Exercise text Block Start

Overall, ICE detention decreased more than 70 percent from August 2019 to December 2020, in large part due to both fewer encounters at the border and the Trump administration's policies that immediately expel people encountered by U.S. Customs and Border patrols. In contrast, the total number of people detained in jails and other detention settings by USMS remained virtually unchanged from 2019 to late 2020. More than half of the people detained by USMS were held in local jails, many in rural jails. According to data obtained via records request, at least 17 USMS pretrial detainees had died from COVID-19 by early October 2020, and at least 5,450 had been infected. USMS continued to transfer people who had active COVID-19 infections between jails, state prisons, and private detention centers even as the pandemic worsened. Vera researchers have also tracked the COVID-19 data reported by ICE and estimate that the actual number of positive cases may have been up to 15 times higher than the figures reported by ICE.
Amidst the pandemic, many officials have been slow to heed recommendations and demands to release people from jail and prisons, which has contributed to the high burden of illness in the United States and to at least 2,020 coronavirus deaths in state and federal prisons in 2020. And the lack of institutional oversight and detailed record keeping means there are no current estimates of jail deaths due to COVID-19 in most states.
Recommendations released with the report focus on the need for continued reductions in incarceration with an eye to ensuring that policies center racial equity. Notably, this includes decreasing Federal detention by ICE and the US Marshals, implementing a comprehensive strategy to re-invest federal funding from local jails and policing into community needs and resources, and working toward universal representation for people in immigration court.
Local, state, and federal authorities should also do everything in their power to protect the dignity, health and safety of incarcerated people while they remain behind bars. This includes prioritizing incarcerated people’s access to COVID-19 vaccines, and providing incarcerated people with an informed choice with respect to vaccination.

Exercise text Block End

> [Tasks for this exercise]
(1) In the text on incarceration during the pandemic, by how much did ICE detention drop from August 2019 to December 2020?
(2) Continue the text on incarceration during the pandemic from where it stops.

Data for analysis Block Start

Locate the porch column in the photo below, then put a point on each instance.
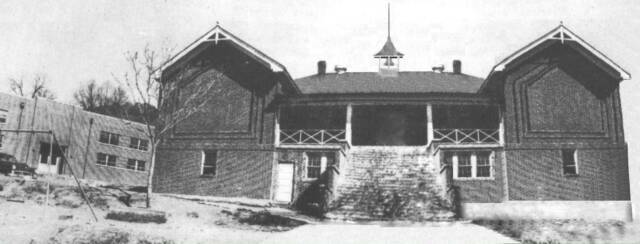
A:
(429, 123)
(501, 128)
(347, 127)
(276, 128)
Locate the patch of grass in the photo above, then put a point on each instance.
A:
(261, 220)
(138, 216)
(193, 215)
(39, 187)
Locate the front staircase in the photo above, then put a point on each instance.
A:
(397, 182)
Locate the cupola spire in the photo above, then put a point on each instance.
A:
(388, 57)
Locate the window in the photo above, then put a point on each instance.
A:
(483, 164)
(464, 165)
(135, 164)
(3, 116)
(109, 138)
(209, 159)
(106, 159)
(317, 162)
(314, 165)
(569, 162)
(140, 144)
(470, 165)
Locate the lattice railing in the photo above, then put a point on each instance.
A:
(467, 135)
(311, 136)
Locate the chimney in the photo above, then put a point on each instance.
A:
(438, 69)
(457, 67)
(322, 67)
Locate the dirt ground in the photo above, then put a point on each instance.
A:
(188, 221)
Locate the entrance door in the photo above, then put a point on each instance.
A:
(284, 187)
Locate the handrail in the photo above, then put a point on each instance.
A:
(312, 136)
(459, 136)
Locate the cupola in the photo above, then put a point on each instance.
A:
(388, 57)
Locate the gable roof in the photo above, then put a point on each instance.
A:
(219, 34)
(563, 34)
(373, 82)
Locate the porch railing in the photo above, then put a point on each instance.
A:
(312, 136)
(459, 136)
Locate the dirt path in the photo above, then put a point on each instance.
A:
(450, 233)
(27, 222)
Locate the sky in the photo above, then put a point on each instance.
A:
(74, 41)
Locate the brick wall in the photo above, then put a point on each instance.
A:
(537, 175)
(237, 124)
(239, 173)
(484, 190)
(559, 99)
(401, 170)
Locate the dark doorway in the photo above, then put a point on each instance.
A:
(58, 151)
(389, 125)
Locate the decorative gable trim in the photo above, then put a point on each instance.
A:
(563, 34)
(219, 34)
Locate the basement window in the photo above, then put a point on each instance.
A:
(209, 159)
(569, 162)
(470, 165)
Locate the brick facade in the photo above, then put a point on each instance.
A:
(553, 98)
(239, 173)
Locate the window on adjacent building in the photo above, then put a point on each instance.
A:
(470, 165)
(109, 138)
(106, 159)
(209, 159)
(317, 162)
(135, 164)
(569, 162)
(3, 116)
(140, 144)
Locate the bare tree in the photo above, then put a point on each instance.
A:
(38, 87)
(147, 88)
(105, 99)
(89, 96)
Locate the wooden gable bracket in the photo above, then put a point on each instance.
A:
(563, 34)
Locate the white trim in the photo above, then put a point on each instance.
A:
(347, 127)
(202, 157)
(429, 123)
(575, 159)
(4, 114)
(562, 30)
(216, 31)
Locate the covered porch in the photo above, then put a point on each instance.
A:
(388, 125)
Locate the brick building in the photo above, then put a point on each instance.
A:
(98, 147)
(542, 133)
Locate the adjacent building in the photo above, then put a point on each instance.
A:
(96, 146)
(542, 134)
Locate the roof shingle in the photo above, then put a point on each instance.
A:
(405, 82)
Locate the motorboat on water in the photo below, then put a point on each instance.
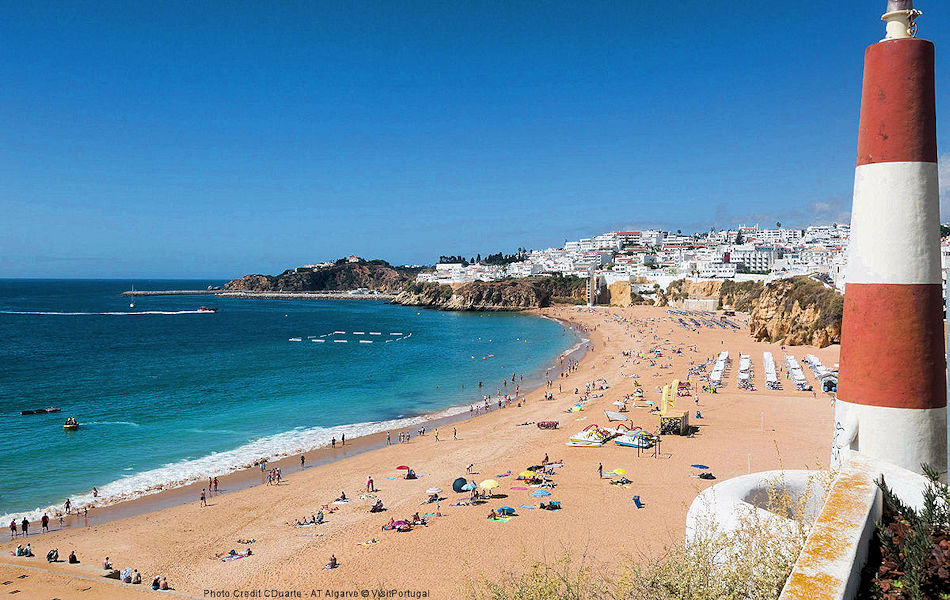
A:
(39, 411)
(592, 435)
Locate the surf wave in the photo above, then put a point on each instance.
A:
(80, 314)
(182, 473)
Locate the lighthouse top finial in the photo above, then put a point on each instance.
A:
(899, 19)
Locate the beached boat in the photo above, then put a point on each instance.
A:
(635, 440)
(592, 435)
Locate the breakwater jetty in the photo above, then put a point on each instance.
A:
(328, 295)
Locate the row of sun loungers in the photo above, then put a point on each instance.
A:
(771, 376)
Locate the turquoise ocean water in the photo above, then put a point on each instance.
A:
(166, 398)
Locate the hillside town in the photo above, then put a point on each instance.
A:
(743, 253)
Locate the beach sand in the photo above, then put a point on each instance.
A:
(765, 429)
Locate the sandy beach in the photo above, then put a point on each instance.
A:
(761, 429)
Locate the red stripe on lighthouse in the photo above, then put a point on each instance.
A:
(892, 346)
(898, 119)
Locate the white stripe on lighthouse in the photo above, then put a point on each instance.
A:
(895, 236)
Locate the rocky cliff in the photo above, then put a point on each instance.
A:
(740, 295)
(797, 311)
(343, 275)
(511, 294)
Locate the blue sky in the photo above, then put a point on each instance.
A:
(207, 139)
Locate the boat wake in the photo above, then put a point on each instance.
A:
(138, 312)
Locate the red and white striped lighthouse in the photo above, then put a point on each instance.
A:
(892, 400)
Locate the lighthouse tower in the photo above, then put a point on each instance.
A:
(892, 400)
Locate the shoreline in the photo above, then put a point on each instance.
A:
(739, 431)
(247, 476)
(246, 294)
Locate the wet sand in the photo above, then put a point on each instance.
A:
(767, 429)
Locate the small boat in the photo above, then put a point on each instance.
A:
(592, 435)
(636, 440)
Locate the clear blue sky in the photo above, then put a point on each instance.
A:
(213, 139)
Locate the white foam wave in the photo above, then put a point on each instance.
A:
(217, 464)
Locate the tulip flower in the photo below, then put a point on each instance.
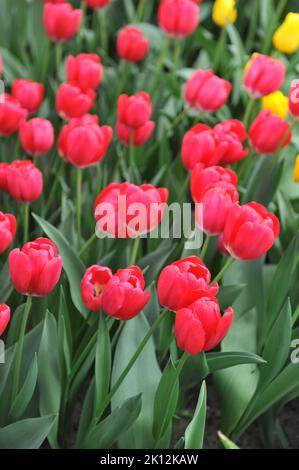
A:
(8, 226)
(268, 133)
(72, 102)
(178, 18)
(250, 231)
(36, 268)
(29, 94)
(116, 206)
(37, 136)
(83, 143)
(85, 71)
(183, 276)
(206, 92)
(4, 317)
(93, 285)
(277, 103)
(224, 12)
(124, 296)
(131, 44)
(24, 182)
(11, 114)
(199, 325)
(286, 38)
(61, 21)
(263, 75)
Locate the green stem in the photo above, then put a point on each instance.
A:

Data for analysis Block End

> [Answers to the problems]
(1) More than 70 percent.

(2)
Vera researchers estimated the national jail population using a sample of 1,558 jail jurisdictions and the national prison population based on a sample of 49 states and the Federal Bureau of Prisons. Prisons are under state or federal jurisdiction and primarily house people serving felony sentences, while jails are generally under local jurisdiction and primarily house unconvicted people in pretrial detention and people serving misdemeanor or low-level felony sentences. More information about the methodology used can be found on page 10 of the report.
The full People in Jail and Prison in 2020 Report can be found here.
About the Vera Institute of Justice:
The Vera Institute of Justice is a justice reform change agent. Vera produces ideas, analysis, and research that inspire change in the systems people rely upon for safety and justice. Vera collaborates with the communities most impacted by these systems and works in close partnership with government and civic leaders to implement change. Across projects, Vera is committed to explicitly and effectively reducing the burdens of the justice system on people of color and frames all work with an understanding of our country’s history of racial oppression. Vera is currently pursuing core priorities of ending the misuse of jails, transforming conditions of confinement, providing legal services for immigrants, and ensuring that justice systems more effectively serve America’s increasingly diverse communities. Vera has offices in Brooklyn, NY; Washington, DC; New Orleans, and Los Angeles.